Texto selecionado ::
A Liberdade Diminuída
Em seu livro, Água
(como o uso deste precioso recurso natural poderá acarretar a mais séria crise
do século XXI), Rio de Janeiro, Ediouro, 2002, Marc de Villiers diz, página 32:
“E talvez a questão mais difícil de todas: em todo ecossistema, além de um
ponto crítico dentro de um espaço finito, a
liberdade diminui à medida que os números crescem. Isto é tão
verdadeiro para os seres humanos em relação aos espaços finitos do ecossistema
planetário quanto para os elefantes do Okavango ou as moléculas de gás em um
frasco vedado”, grifo e negrito meus.
Antes do modelo a
gente aceitaria isso como: 1) afirmação do autor, 2) declaração de autoridade,
3) verdade presumida.
O modelo não
secundou a dúvida metódica cartesiana, porque faz restrições a ela, mas
rejeitou como inadequadas as afirmações unilaterais, por a soma é zero, quer
dizer, 50/50. Assim, diz ele, A LIBERDADE TANTO DIMINUI QUANTO AUMENTA À MEDIDA
QUE OS NÚMEROS CRESCEM.
Ela diminui PORQUE
um número maior de pessoas, PARA OS MESMOS RECURSOS, conduzirá ao estreitamento
do uso potencial dos recursos reais, quer dizer, sua transformação em riqueza
unilateral, pessoal (indivíduos, famílias, grupos e empresas).
Ela aumenta PORQUE
esse número acrescido traz maior conhecimento, maior e melhor aproveitamento
dos recursos atuais e descobertas de outros, mais oportunidades, dilatação do
SER e de sua rede de apoios ou amparos. Não somos unilateralmente menos livres
agora que temos seis bilhões de pessoas, do que quando éramos 100 milhões, há
dois mil anos. Quantas coisas estão disponíveis no presente tempespaço que não
estavam há 20 séculos?
Mas, de fato, ela
diminui PORQUE estamos todos mais apertados, não podemos sair correndo pelos
campos, já que tudo está cercado pela idéia capitalista de propriedade,
atributo do ser-burguês, domínio de classe, conveniência da exploração,
predicado dos terra-tenentes, etc.
Contudo, ela aumenta
PORQUE, desse jeito organizados, podemos multiplicar nossas forças e
capacidades, colecionando objetos dos quais nunca saberíamos, com conhecimento
mais baixo e menos gente.

Dados fornecidos ::
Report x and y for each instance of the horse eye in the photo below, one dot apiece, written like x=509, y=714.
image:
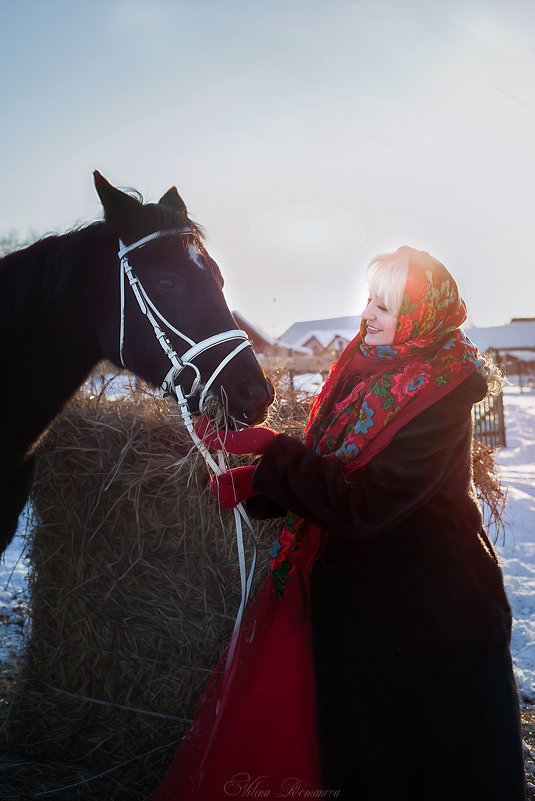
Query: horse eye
x=166, y=283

Descrição da tarefa :: Retome, por favor, o texto sobre a liberdade e o crescimento do número de pessoas e continue-o logo após a última frase.

Resposta da tarefa ::
Logo, o modelo vê
com extrema desconfiança esse tipo de declaração. E pergunta: a quem interessa
tal afirmativa? A Psicologia refaz a pergunta em vários índices: 1) a quais
figuras (pessoais, como vistas, e ambientais: municípios/cidades, estados,
nações e mundo) interessam estas postulações?; 2) quais os objetivos por trás
delas?; 3) a quais economias/produções elas atendem preferencialmente?; 4) que
sociologias/organizações as estão fazendo?; 5) que geo-história ou espaço
tempo, ou seja, que dominância políticadministrativa a torna imperativa?
Veja que antes os
países ricos não a faziam e foi um avanço considerável começarem a ver o
perigo, através do movimento ecológico, na realidade de sustentação
sócio-econômica.
Como se sabe, esse é
o neo-malthusianismo, a sobreafirmação de Malthus (economista e demógrafo
britânico, 1766-1834, 68 anos entre datas), o capitão das forças antipopulares,
de todos os que querem o seu pirão primeiro.
É
lógico que é preocupante, é evidente que devemos fazer alguma coisa para deter
a destruição. A questão central é: o quê? Ela se dividiria, democraticamente,
numa consulta geral, universal, de todos os elementos de psicologia, ou seja,
todas as pessoambientes, e não apenas aos dominantes de agora, os países
centrais, ditos pós-industriais.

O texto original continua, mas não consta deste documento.